• Stored data entries:
◆ ◆ ◆ ◆ ◆ ◆ ◆
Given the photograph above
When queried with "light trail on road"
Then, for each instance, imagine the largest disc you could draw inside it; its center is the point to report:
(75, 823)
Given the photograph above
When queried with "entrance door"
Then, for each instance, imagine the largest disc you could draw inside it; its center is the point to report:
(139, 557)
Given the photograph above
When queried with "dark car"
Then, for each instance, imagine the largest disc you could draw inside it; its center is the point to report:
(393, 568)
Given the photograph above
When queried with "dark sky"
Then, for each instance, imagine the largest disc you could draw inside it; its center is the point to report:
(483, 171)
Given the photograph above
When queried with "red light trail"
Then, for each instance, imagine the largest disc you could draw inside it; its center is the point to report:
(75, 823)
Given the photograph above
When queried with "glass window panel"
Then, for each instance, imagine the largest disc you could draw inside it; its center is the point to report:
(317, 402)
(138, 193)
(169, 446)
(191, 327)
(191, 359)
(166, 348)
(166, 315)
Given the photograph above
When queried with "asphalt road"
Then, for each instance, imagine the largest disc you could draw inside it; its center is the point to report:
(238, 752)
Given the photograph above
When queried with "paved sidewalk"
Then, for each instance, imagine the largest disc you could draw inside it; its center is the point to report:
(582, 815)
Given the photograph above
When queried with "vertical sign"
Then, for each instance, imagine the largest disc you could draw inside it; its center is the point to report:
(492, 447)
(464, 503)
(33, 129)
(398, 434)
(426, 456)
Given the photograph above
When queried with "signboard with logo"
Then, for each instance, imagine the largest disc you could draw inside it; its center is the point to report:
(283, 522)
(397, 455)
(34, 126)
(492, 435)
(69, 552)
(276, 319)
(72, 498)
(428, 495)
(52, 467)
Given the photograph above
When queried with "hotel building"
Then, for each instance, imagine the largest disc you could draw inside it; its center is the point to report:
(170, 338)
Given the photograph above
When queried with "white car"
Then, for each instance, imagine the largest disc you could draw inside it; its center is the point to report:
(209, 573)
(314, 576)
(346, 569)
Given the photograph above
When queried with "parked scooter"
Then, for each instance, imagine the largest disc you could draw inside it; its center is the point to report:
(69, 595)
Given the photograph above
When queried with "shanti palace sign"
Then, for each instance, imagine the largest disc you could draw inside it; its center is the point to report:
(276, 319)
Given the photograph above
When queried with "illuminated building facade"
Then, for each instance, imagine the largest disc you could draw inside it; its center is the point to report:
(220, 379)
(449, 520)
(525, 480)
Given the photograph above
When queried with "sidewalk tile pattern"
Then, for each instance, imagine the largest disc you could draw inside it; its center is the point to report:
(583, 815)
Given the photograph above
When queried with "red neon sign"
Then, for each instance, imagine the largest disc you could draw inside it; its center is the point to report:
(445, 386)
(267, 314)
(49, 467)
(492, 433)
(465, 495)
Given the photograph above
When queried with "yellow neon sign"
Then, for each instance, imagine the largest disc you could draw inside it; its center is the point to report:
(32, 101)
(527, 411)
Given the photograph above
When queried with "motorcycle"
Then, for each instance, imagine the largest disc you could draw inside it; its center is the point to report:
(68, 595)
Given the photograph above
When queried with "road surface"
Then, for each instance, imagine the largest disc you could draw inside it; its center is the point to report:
◆ ◆ ◆ ◆ ◆ ◆ ◆
Whenever the string "building" shows up in a line of the entries, copy that line.

When queried with "hotel building"
When queried with "illuminated building facade"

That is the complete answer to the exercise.